### [Texte]
Napoléon – P. Paoli : Le Choc des Titans*
Napoléon remporte son ultime bataille. Celle de la popularité face à Pascal Paoli qui impose malgré tout son empreinte dans l’opinion.
Laquelle de ces grandes figures historiques insulaires préférez-vous ?
Avantage Napoléon. C’est le cas de 59% des hommes, 60% des personnes âgées de plus de 50 ans et de 65% des sympathisants de droite. Paoli réunit 48% des moins de 35 ans, 58% des sympathisants de gauche et 71% des nationalistes.
Entre ces deux personnalités, laquelle a été la plus marquante dans l’histoire de la Corse?
Avantage Paoli. Plus précisément, il s’agit de 63% des hommes, 64% des 50 ans et +, 68% des sympathisants de gauche et 91% des sympathisants nationalistes. Napoléon rassemble 41% des femmes, 43% des moins de 35 ans et 45% des sympathisants de droite.
L’historien et tout nouveau chef du projet napoléonien de la ville d’Ajaccio, Philippe Perfettini nous donne les clés de cette enquête:
« Êtes-vous surpris par la popularité de Napoléon face à Pascal Paoli ? Comment l’expliquer ?
En effet c’est étonnant. Toutefois, depuis quelques années au niveau national, Napoléon est de nouveau sous les feux de la rampe avec une multitude d’émissions spéciales et de docu- mentaires qui lui sont consacrés. Plus récemment, Napoléon a également fait son grand retour au niveau local pour des raisons politiques. Les nationalistes s’en sont emparé lors d’un colloque à l’Université de Corse alors que la droite ajaccienne en avait fait un argument de campagne électorale. Le travail effectué autour de la figure napoléonienne a permis de la remettre au goût du jour; un phénomène amplifié par une large exposition médiatique. Par ailleurs, on assiste peut-être à un éveil général au fait que Napoléon reste un vecteur très fort d’identité. Une référence au temps lointain où la Corse fabriquait des grands hommes et où la France gagnait. Le rappel de cette grandeur napoléonienne fait que le personnage est de plus en plus populaire.

### [Consigne]
D'après le texte sur Napoléon et Pascal Paoli, quel poste Philippe Perfettini vient-il d'occuper ?

### [Données]
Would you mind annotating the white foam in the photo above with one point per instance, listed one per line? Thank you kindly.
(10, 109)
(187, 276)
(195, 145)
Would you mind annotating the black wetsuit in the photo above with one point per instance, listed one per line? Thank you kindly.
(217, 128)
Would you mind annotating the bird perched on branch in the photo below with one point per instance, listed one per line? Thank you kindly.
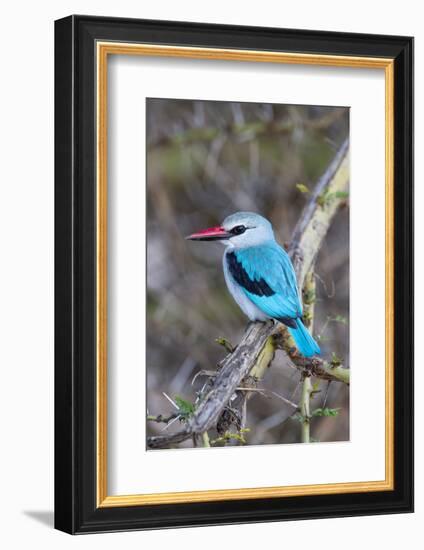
(259, 274)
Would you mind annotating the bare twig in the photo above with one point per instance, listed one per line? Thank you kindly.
(221, 401)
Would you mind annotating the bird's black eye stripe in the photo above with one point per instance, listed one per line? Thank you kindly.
(238, 230)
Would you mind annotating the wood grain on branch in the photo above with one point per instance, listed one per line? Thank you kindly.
(224, 396)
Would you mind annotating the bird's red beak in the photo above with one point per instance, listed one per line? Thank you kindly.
(210, 234)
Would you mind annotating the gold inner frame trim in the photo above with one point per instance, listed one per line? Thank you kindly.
(103, 50)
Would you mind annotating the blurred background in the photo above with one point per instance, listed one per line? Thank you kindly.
(206, 160)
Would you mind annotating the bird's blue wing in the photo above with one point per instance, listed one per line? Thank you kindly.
(266, 275)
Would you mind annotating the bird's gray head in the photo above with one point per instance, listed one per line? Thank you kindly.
(240, 230)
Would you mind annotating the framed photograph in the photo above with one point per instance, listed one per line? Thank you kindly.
(234, 259)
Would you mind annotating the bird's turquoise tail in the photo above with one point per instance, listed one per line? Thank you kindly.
(303, 340)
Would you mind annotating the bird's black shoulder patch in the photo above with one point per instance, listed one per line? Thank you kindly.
(240, 275)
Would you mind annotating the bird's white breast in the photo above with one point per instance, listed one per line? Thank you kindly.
(248, 307)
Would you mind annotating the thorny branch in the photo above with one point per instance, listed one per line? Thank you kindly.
(223, 398)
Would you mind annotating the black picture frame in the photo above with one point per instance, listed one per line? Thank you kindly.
(76, 510)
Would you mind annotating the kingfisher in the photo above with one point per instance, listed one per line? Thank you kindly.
(260, 275)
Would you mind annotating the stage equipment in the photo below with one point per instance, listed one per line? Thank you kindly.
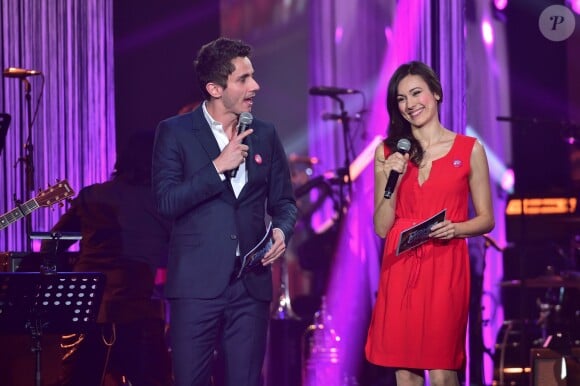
(35, 303)
(4, 124)
(555, 367)
(28, 157)
(50, 196)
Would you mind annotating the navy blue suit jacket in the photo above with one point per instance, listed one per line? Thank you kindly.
(209, 220)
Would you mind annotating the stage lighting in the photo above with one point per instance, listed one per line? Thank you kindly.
(498, 8)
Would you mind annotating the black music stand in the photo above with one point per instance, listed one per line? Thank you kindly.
(58, 303)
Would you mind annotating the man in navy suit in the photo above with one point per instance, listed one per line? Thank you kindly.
(218, 217)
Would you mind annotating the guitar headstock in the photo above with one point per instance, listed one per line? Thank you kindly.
(58, 192)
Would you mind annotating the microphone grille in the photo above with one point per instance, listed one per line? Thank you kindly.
(245, 118)
(404, 145)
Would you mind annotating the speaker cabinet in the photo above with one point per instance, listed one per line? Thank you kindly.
(555, 368)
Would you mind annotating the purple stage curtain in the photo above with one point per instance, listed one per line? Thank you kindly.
(73, 134)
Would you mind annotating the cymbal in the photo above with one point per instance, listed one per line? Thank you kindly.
(548, 281)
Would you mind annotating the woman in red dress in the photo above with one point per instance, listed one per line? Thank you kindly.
(420, 317)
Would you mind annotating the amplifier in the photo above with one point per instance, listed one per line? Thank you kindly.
(555, 368)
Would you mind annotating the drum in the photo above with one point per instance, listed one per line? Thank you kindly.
(511, 358)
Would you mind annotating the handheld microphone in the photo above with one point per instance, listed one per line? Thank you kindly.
(244, 121)
(332, 91)
(403, 147)
(15, 72)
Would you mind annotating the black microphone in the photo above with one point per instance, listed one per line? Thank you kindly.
(244, 121)
(403, 147)
(332, 91)
(15, 72)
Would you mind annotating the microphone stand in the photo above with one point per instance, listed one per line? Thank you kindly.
(28, 160)
(344, 172)
(27, 183)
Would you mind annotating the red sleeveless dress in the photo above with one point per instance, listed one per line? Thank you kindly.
(420, 317)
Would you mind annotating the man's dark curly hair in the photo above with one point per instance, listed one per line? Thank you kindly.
(214, 61)
(399, 127)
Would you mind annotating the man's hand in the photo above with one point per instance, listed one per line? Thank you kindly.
(278, 248)
(234, 153)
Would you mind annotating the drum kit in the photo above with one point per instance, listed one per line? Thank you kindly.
(556, 325)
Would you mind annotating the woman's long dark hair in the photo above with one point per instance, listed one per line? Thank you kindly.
(399, 127)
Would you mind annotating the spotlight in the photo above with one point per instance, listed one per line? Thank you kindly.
(500, 4)
(498, 8)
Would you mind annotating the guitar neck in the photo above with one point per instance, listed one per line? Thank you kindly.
(17, 213)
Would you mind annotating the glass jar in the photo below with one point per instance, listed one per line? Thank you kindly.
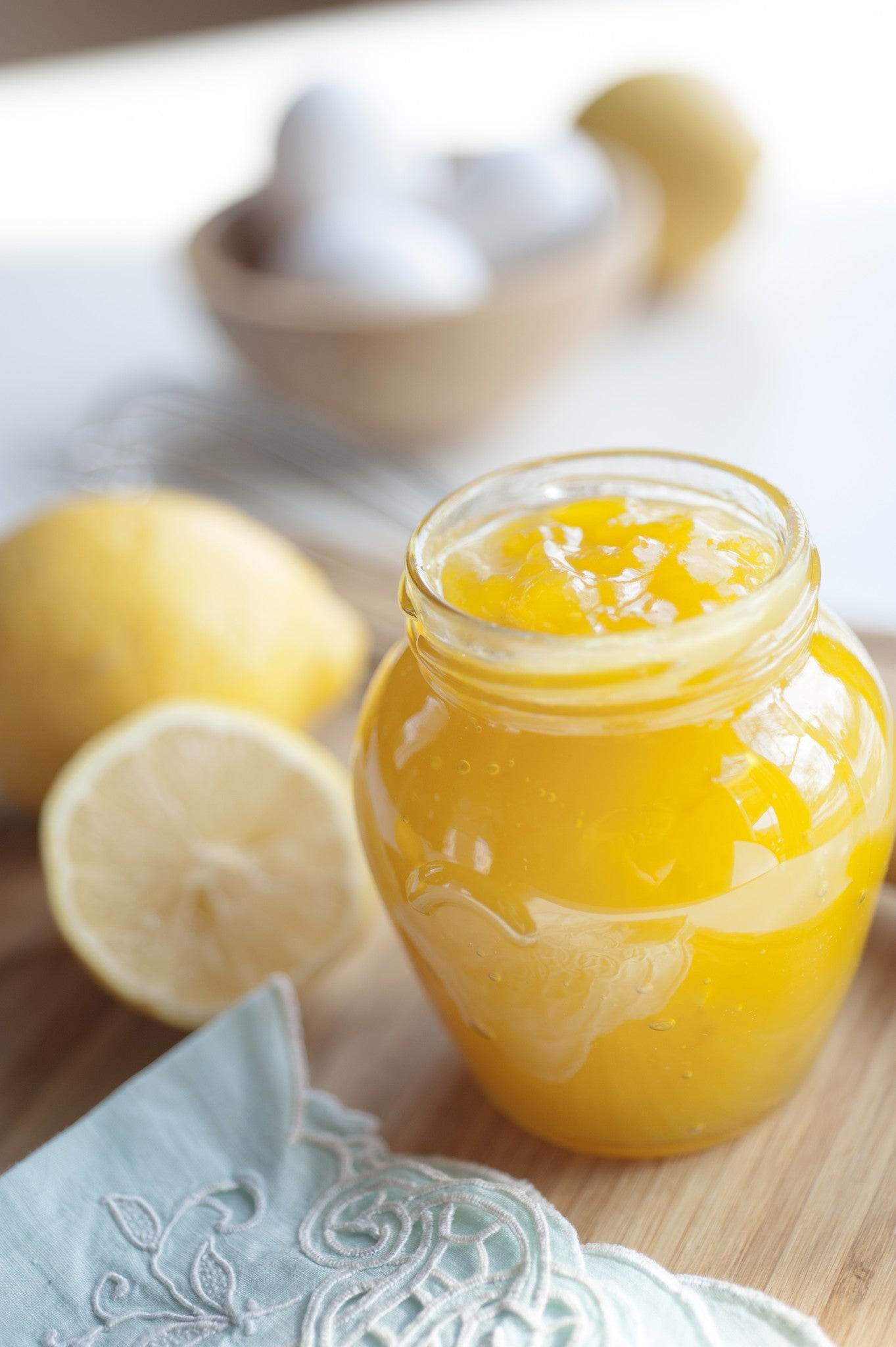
(634, 871)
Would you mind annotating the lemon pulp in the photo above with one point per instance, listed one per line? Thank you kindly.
(638, 934)
(193, 850)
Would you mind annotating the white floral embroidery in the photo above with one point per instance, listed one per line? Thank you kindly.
(412, 1253)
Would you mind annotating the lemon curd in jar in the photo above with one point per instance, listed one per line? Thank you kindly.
(627, 794)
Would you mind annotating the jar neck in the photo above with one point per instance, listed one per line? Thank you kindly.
(699, 667)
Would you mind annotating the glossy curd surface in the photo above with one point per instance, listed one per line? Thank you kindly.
(638, 930)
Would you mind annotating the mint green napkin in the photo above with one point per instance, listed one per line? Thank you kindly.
(216, 1198)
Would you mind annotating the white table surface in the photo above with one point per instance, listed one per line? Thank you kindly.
(779, 356)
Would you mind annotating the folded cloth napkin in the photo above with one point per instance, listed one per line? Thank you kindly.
(216, 1196)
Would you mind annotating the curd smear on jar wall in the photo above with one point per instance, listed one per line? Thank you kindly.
(638, 930)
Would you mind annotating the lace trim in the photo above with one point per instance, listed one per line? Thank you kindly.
(413, 1253)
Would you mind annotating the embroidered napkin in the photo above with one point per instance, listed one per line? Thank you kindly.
(217, 1198)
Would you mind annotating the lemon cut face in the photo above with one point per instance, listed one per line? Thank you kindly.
(193, 850)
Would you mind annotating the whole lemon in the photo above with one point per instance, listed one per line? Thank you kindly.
(108, 602)
(697, 146)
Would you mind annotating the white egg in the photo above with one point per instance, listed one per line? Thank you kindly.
(521, 203)
(381, 255)
(334, 142)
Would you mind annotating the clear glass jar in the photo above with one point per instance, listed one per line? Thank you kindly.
(634, 871)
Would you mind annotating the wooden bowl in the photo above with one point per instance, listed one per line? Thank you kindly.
(415, 380)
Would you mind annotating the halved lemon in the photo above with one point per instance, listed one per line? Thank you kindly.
(191, 850)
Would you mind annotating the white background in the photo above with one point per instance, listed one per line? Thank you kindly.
(779, 356)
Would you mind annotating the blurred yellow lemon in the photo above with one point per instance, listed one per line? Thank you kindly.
(191, 850)
(692, 137)
(109, 602)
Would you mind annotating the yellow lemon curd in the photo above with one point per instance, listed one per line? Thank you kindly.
(627, 795)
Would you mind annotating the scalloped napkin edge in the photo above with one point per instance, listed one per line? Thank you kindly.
(217, 1196)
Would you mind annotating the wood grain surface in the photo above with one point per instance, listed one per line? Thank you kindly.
(803, 1208)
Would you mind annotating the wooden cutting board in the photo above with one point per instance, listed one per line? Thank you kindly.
(803, 1208)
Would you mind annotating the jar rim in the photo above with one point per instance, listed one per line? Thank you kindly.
(785, 601)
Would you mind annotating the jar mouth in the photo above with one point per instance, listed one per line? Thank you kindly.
(693, 649)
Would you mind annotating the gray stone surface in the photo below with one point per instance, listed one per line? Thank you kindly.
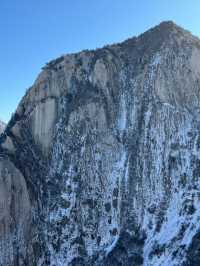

### [Corrigé]
Il est le tout nouveau chef du projet napoléonien de la ville d'Ajaccio.